■ What to work on ■
Everything from the line with "Task: for every instance of the speckled pattern" to the end of the data should be restated word for word, and nothing before it.

[Entries from a pointing dataset]
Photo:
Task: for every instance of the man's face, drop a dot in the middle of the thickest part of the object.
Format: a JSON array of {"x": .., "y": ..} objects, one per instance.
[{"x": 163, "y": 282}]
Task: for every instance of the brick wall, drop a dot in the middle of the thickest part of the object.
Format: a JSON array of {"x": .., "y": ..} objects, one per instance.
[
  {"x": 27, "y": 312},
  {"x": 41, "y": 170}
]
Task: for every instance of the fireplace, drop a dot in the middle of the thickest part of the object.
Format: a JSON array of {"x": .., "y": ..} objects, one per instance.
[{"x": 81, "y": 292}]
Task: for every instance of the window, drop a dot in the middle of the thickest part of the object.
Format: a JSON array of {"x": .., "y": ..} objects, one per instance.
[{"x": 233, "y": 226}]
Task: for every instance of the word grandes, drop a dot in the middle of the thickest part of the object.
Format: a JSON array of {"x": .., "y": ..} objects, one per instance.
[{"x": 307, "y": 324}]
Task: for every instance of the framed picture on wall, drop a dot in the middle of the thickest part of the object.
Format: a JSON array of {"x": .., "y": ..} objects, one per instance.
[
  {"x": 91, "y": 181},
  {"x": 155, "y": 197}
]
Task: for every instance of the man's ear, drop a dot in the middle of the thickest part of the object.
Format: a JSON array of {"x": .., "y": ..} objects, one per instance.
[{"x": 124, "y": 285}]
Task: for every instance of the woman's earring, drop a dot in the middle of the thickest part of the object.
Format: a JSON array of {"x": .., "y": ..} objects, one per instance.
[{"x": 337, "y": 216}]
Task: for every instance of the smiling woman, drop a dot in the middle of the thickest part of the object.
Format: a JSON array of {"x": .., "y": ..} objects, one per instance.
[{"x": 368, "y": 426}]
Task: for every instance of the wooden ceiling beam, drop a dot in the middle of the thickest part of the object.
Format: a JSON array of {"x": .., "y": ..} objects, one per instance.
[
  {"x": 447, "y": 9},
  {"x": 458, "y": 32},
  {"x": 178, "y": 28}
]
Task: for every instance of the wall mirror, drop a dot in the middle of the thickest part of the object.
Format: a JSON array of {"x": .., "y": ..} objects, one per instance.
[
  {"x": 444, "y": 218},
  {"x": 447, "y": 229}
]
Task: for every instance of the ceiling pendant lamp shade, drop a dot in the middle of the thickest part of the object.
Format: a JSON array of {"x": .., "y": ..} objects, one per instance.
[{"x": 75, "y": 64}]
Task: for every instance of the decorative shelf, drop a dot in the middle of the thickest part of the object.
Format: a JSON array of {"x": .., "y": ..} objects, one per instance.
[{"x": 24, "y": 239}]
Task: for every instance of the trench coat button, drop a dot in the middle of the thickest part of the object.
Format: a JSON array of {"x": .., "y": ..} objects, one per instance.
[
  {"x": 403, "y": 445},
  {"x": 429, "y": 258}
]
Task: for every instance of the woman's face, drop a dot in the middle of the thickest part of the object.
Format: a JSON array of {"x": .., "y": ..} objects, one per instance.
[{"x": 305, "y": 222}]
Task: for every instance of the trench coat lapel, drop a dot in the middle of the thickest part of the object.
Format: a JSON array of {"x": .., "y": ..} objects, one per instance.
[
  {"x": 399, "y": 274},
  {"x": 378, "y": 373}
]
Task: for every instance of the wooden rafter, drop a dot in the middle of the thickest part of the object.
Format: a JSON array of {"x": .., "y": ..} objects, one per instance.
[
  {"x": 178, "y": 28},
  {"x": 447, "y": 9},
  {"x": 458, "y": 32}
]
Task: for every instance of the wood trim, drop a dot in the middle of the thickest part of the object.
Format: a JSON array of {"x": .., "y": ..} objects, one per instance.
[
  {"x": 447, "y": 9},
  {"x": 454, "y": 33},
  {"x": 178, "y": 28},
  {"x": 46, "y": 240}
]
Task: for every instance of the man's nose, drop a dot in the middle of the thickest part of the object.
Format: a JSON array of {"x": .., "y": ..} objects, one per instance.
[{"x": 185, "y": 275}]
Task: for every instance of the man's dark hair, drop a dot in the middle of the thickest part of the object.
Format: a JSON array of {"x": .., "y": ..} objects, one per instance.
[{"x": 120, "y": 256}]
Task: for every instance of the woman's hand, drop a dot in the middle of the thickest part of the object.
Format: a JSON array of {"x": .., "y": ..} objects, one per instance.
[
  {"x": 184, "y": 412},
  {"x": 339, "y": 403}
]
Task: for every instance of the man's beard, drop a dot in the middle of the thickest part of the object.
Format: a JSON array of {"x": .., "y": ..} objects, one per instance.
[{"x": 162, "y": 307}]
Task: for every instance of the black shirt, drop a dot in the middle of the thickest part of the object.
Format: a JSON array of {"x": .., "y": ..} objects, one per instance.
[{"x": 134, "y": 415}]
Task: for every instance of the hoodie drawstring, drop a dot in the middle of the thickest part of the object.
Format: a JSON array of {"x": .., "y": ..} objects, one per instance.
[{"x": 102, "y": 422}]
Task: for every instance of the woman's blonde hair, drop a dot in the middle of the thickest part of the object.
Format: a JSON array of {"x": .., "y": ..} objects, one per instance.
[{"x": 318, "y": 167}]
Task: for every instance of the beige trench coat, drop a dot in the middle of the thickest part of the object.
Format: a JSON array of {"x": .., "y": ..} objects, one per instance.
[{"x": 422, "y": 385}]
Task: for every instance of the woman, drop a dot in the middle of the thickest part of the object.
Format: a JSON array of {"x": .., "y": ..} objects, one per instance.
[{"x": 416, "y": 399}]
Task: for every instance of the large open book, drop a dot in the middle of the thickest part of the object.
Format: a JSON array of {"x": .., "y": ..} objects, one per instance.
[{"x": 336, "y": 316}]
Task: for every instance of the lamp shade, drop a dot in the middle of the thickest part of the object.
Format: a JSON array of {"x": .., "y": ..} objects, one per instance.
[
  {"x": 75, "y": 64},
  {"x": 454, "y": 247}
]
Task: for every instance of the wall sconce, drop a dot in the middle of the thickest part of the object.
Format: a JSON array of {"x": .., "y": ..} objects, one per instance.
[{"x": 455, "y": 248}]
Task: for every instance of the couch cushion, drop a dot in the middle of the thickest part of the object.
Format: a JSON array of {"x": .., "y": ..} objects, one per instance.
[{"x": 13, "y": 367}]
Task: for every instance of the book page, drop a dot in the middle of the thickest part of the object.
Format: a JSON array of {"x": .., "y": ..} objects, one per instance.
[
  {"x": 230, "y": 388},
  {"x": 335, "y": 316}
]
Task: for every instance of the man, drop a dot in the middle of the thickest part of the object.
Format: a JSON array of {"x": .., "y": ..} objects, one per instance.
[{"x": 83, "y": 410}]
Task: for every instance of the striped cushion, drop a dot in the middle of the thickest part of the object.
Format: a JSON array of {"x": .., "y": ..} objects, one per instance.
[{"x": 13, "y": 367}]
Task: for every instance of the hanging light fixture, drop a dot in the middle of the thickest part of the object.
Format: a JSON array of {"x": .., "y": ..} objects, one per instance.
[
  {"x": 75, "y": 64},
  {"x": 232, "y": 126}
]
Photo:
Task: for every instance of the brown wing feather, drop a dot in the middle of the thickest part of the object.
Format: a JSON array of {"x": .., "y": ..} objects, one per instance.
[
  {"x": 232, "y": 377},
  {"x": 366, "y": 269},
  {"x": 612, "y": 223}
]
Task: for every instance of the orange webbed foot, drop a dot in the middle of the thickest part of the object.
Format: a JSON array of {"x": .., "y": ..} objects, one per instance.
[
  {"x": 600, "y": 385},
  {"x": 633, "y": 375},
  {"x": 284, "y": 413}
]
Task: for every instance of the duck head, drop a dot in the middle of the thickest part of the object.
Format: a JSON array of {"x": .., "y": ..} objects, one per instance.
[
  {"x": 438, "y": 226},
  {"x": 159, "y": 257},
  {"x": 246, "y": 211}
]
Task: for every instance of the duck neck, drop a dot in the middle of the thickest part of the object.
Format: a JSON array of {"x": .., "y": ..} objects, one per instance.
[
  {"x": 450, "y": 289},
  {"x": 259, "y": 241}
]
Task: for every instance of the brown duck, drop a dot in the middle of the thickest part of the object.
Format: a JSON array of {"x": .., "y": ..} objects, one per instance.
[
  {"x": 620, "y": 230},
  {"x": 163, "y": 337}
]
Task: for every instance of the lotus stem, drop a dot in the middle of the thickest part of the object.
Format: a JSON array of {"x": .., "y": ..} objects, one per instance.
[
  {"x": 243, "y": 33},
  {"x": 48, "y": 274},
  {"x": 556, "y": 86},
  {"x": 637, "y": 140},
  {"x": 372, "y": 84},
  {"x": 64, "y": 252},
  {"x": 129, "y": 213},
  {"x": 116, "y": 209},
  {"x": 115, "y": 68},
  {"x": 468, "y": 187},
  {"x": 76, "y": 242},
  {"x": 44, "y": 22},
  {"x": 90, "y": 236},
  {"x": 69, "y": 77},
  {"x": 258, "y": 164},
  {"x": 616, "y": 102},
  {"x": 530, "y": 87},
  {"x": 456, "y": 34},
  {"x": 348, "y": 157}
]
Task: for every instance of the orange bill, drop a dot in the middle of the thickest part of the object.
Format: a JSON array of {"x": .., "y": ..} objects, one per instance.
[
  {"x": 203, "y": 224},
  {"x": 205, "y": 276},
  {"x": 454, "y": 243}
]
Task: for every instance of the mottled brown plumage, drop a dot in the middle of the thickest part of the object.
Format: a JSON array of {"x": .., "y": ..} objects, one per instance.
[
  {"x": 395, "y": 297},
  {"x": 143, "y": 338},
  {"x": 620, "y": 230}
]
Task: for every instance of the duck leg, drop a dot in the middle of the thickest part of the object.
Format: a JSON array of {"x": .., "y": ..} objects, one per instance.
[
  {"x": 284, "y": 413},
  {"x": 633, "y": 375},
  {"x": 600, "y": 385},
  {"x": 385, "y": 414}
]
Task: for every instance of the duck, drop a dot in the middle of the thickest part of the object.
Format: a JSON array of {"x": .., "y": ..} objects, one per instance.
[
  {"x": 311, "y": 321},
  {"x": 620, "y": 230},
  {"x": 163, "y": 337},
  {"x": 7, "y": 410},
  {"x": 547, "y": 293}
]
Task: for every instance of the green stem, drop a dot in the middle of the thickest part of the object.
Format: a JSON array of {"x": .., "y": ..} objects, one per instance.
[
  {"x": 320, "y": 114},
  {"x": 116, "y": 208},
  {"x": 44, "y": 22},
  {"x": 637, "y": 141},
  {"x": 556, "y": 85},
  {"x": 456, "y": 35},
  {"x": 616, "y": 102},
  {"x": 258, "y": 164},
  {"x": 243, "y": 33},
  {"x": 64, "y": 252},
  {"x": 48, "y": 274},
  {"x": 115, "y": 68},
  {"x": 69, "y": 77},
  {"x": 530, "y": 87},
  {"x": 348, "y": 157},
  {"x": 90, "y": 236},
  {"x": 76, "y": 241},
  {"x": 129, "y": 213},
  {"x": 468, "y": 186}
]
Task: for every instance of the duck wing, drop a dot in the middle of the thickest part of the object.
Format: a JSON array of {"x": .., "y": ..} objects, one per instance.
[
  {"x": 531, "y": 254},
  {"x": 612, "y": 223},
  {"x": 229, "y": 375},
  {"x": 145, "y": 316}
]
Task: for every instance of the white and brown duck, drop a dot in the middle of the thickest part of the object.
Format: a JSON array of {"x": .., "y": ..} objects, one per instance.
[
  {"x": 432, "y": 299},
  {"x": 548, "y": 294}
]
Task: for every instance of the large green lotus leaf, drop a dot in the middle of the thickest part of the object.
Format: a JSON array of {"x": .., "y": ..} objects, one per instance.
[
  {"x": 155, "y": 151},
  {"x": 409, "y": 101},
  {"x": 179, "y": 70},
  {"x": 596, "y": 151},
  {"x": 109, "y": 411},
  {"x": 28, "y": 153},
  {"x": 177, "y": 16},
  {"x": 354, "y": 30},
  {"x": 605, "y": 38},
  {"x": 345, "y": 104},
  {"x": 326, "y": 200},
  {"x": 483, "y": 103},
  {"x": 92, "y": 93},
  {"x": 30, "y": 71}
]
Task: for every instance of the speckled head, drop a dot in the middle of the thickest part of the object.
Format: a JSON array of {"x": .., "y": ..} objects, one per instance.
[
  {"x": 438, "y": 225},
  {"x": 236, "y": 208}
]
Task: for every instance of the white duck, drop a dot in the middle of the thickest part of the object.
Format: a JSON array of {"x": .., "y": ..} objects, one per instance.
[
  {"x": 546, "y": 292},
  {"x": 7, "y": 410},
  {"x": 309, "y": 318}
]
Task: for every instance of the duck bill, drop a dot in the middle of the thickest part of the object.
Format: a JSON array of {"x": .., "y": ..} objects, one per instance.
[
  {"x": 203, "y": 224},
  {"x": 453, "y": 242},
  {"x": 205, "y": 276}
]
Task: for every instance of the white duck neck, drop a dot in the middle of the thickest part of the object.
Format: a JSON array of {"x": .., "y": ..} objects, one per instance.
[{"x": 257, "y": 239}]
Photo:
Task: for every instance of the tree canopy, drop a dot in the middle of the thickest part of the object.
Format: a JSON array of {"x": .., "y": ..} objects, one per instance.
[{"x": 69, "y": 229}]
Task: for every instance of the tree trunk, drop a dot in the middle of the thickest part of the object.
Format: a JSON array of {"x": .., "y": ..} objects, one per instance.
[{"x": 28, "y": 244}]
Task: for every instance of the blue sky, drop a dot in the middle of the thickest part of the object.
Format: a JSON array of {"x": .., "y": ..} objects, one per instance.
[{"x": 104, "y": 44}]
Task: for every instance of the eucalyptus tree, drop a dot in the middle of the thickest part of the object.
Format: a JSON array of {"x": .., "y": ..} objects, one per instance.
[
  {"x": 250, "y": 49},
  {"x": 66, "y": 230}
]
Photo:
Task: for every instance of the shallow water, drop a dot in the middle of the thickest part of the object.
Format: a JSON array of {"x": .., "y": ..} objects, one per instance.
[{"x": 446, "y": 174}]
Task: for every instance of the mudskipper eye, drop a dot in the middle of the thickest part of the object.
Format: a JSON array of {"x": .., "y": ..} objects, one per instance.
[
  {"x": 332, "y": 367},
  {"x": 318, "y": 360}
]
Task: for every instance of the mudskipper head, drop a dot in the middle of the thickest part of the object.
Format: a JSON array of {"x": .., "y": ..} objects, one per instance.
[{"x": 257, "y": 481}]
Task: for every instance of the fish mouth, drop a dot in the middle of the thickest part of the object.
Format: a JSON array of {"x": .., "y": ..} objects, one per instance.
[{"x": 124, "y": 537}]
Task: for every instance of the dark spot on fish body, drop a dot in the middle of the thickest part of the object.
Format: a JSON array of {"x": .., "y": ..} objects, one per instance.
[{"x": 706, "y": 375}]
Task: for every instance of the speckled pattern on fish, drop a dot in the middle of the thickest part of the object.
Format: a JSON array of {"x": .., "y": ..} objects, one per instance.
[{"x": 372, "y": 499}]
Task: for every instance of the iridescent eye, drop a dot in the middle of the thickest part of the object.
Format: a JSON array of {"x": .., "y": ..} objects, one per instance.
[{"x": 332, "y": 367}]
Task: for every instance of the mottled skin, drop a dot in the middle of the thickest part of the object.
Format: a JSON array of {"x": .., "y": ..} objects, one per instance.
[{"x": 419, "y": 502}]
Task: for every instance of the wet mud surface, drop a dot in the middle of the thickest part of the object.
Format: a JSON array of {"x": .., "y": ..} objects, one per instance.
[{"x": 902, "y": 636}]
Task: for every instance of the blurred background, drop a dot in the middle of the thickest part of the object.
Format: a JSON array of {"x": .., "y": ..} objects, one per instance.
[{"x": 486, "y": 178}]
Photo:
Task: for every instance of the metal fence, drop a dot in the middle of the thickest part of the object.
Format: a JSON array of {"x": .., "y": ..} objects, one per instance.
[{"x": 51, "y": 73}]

■ Result of this task ■
Task: for every instance of the speckled pattern on fish, drop a dot in the middle of the thickest part of the object.
Format: a JSON array of {"x": .., "y": ..} objects, one per instance.
[{"x": 372, "y": 499}]
Task: for every instance of the iridescent eye, drop a dot in the middle of the thickest part of the object.
Format: a JSON array of {"x": .., "y": ..} objects, one per instance.
[{"x": 332, "y": 367}]
Task: for every instance of the mottled skin, drop a dot in the middle of the thickest part of the object.
Format: a JSON array of {"x": .., "y": ..} objects, one per instance.
[{"x": 419, "y": 502}]
Task: for every instance of the wet mud surface, drop a dot in the middle of the thickest part of the object.
Format: a JSON array of {"x": .., "y": ..} objects, one per instance.
[{"x": 902, "y": 636}]
Task: for every instance of the blurred background, drop a dot in the middle of the thickest part of the object.
Format: a JSON array of {"x": .., "y": ..} objects, one per instance.
[{"x": 486, "y": 178}]
Photo:
Task: for every instance of the metal fence, drop a dot in the middle of the thickest part of the object.
Format: a JSON array of {"x": .., "y": ..} objects, one per instance.
[{"x": 51, "y": 73}]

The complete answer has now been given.